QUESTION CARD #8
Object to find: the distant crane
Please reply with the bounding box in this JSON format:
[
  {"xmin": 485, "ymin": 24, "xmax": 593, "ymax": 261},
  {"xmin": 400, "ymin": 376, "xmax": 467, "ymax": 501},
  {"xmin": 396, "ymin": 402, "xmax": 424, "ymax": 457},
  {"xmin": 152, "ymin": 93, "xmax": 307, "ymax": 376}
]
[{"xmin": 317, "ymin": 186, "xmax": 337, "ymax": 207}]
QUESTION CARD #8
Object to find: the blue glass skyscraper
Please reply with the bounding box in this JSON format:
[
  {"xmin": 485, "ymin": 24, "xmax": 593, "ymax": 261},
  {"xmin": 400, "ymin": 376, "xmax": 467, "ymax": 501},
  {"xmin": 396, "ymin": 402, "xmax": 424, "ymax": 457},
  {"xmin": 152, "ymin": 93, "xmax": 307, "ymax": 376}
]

######

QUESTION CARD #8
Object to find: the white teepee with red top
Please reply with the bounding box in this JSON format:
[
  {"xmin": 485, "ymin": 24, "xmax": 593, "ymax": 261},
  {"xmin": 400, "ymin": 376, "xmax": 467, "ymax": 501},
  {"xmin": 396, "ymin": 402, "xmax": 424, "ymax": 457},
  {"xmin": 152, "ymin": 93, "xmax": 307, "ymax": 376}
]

######

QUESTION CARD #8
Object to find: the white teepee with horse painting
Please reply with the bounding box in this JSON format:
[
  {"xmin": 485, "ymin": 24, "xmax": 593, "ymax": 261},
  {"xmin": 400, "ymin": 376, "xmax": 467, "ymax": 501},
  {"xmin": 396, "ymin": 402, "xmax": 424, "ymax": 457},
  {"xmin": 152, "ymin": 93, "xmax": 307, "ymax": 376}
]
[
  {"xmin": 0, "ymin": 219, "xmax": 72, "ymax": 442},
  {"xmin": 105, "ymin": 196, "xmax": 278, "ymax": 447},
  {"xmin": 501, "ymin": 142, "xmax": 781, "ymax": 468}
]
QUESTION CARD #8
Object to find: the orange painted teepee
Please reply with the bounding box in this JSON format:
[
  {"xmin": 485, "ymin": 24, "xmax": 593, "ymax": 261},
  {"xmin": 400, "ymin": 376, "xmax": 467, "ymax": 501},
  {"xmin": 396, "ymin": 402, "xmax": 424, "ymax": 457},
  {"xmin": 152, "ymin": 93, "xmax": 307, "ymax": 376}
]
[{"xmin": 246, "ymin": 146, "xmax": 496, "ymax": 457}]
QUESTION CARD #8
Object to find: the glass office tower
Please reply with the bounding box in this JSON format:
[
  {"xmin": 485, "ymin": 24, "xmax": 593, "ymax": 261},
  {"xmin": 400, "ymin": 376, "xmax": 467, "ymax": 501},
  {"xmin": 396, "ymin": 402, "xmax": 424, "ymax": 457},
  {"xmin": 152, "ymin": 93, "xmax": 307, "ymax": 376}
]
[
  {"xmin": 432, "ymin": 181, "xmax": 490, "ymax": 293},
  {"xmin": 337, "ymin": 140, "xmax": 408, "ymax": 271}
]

######

Answer with one number only: how many lines in the listing include "Object".

6